**Supplied text:**
Movers: Best Buy, Birkenstock, C3.ai, Duolingo, Salesforce, Snowflake

Scott Peters
29 Feb, 2024
New York City

Duolingo soared 20.1% to $235.56 after the language  learning platform estimated strong revenue guidance in the fiscal first quarter and full-year after posting better-than-expected fourth-quarter results. 

Total revenue in the fourth quarter increased 45% to $151 million from $103 million, net income swung to $12.1 million from a loss of $13.9 million, and diluted earnings per share were 29 cents compared to a loss of 35 cents a year ago.  

Cash flow from operating activities was $49.2 million compared to $11.6 million in the prior year quarter, and free cash flow was $47.7 million compared to $11.3 million in the prior year quarter. 

Total bookings increased 51% from a year ago to $191 million, and paid subscribers surged 57% to 6.6 million at the end of the quarter. 

Snowflake plunged 22.9% to $177.20 after the company reported better-than-expected quarterly results and also announced the retirement of its chief executive, Frank Slootman. 

The stock was also under pressure after the company estimated a weaker-than-expected product revenue outlook in the first quarter. 

Okta soared 24.5% to $108.50 after the identity software management company reported better-than-expected quarterly results and estimated higher-than-expected quarterly results. 

Fourth quarter revenue increased 19% to $605 million, net loss shrank to $44 million from $153 million, and diluted loss per share decreased to 26 cents from 95 cents a year ago. 

Net cash provided by operations in the quarter increased to $174 million, or 29% of total revenue, compared to net cash provided by operations of $76 million, or 15% of total revenue, in the quarter a year ago.  

Free cash flow was $166 million, or 28% of total revenue, compared to $72 million, or 14% of total revenue, in the fourth quarter of fiscal 2023.

C3.ai surged 19% to $35.07 after the artificial intelligence company reported better-than-expected quarterly results. 

Salesforce inched up 0.5% to $301.36 after the customer relationship management software reported better-than-expected quarterly results but guided revenue growth of less than 9% in the current fiscal year. 

Revenue in the fourth quarter increased 11% to $9.29 billion, net income swung to a profit of $1.44 billion from a loss of $98 million, and diluted earnings per share were $1.47 compared to a loss of 10 cents a year ago. 

The company guided fiscal year 2025 first quarter revenue between $9.12 billion and $9.17 billion, and GAAP diluted earnings per share between $1.42 and $1.44.

**Dataset extract:**
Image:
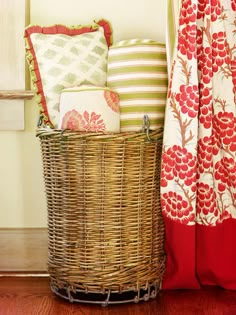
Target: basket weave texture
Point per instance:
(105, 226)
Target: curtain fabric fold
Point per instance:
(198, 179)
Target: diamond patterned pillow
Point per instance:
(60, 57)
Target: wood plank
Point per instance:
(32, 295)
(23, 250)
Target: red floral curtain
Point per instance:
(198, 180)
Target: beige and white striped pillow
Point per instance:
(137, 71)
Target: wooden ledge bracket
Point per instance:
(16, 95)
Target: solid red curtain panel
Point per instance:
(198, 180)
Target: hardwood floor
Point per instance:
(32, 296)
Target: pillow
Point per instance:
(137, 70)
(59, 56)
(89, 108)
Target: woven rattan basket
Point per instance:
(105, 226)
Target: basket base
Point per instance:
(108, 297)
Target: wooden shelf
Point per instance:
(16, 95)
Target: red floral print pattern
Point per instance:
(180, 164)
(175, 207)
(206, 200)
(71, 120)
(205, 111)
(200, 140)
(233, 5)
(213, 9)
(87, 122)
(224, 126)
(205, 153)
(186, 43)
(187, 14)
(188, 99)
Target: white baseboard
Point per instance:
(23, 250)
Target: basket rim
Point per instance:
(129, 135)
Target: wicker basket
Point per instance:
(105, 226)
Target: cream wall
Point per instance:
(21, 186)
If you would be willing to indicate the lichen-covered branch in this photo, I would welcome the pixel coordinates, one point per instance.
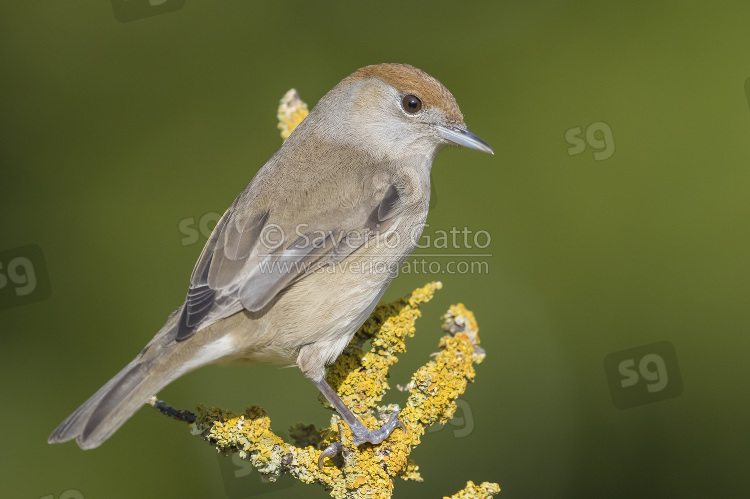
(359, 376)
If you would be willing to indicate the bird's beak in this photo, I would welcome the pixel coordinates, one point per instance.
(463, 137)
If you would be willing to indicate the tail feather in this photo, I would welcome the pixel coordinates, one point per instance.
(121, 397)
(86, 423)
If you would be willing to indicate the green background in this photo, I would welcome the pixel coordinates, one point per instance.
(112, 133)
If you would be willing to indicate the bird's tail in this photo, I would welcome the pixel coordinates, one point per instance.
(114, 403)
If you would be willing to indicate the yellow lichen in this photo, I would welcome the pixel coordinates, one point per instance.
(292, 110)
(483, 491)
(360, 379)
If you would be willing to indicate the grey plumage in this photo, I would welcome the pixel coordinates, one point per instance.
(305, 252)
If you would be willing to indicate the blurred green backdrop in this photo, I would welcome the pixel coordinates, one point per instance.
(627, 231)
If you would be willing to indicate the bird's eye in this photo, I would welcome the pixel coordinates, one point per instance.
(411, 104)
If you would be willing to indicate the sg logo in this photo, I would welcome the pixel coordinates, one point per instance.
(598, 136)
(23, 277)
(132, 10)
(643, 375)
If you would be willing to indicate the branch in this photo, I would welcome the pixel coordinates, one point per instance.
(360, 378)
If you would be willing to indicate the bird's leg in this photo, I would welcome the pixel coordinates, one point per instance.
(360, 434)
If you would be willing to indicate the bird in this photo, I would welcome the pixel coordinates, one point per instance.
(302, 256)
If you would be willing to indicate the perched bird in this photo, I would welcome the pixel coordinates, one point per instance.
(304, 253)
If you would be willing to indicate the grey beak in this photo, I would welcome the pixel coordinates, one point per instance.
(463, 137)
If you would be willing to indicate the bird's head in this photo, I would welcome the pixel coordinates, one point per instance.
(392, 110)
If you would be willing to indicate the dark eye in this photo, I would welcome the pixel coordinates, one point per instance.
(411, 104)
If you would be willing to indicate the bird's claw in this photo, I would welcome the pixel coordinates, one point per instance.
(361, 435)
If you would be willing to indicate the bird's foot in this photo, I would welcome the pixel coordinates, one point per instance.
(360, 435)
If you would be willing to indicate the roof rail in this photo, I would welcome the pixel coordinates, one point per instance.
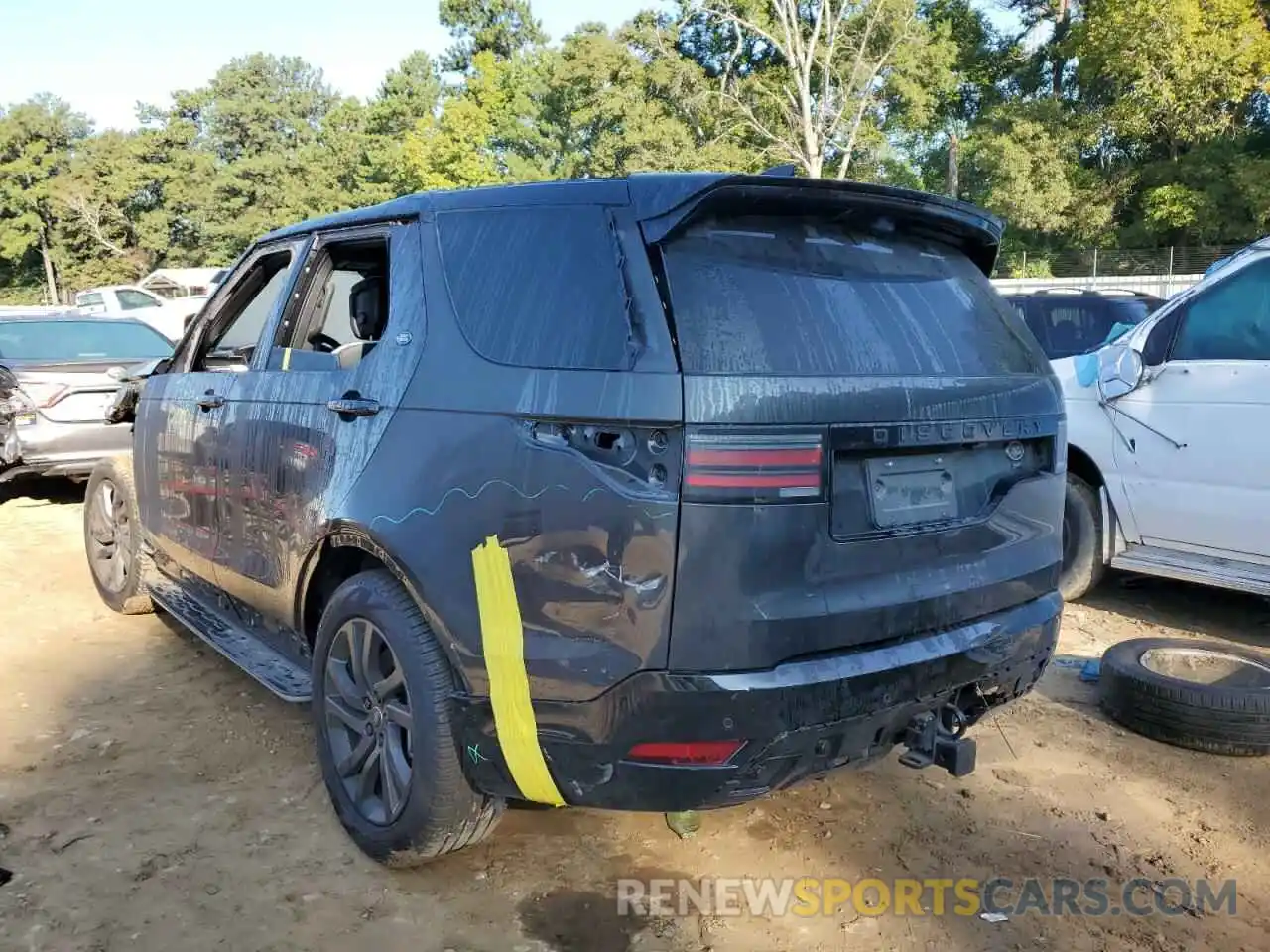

**Work task A:** Change "inched up" to "edged up" in the stock-movers report and write out the stretch from "Salesforce inched up" through "current fiscal year." with that edit.
**Work task B:** Write what follows the final sentence of the stock-movers report.

**Exercise answer A:**
Salesforce edged up 0.5% to $301.36 after the customer relationship management software reported better-than-expected quarterly results but guided revenue growth of less than 9% in the current fiscal year.

**Exercise answer B:**
For the full-year fiscal year 2025, the company estimated revenue between $37.7 billion and $38.0 billion, and GAAP diluted earnings per share between $6.07 and $6.15.   

Best Buy increased 4.8% to $83.46 after the electronics retailer reported a smaller-than-expected decline in sales. 

Revenue in the fiscal fourth quarter ending on February 3rd declined to $14.65 billion from $14.73 billion, net income fell to $460 million from $495 million, and diluted earnings per share dropped to $2.12 from $2.23 a year ago. 

In the quarter, the company returned a total of $268 million to shareholders through dividends of $198 million and share repurchases of $70 million. 

For the full year, the company returned a total of $1.1 billion to shareholders through dividends of $801 million and share repurchases of $340 million. 

The company announced its board of directors approved a 2% increase in the regular quarterly dividend to $0.94 per share payable on April 11 to shareholders of record on March 21.

The retailer guided fiscal 2025 earnings per share in the range of $5.75 to $6.20 and anticipated revenue between $41.3 billion and $42.6 billion.

For the fiscal first quarter, Best Buy expects comparable sales to decline by approximately 5%, with a non-GAAP operating income rate of around 3.4%, matching the rate in the first quarter of fiscal year 2024. 

Birkenstock edged up 0.3% to $52.12 after the newly listed German sandals company reported higher revenue and narrowed its loss in the holiday quarter. 

Revenue in the fourth quarter increased 22% to Є302.9 million from Є248.5 million, net loss shrank to Є7.15 million from Є9.19 million, and diluted loss per share fell to 4euro cents from 5 euro cents a year ago.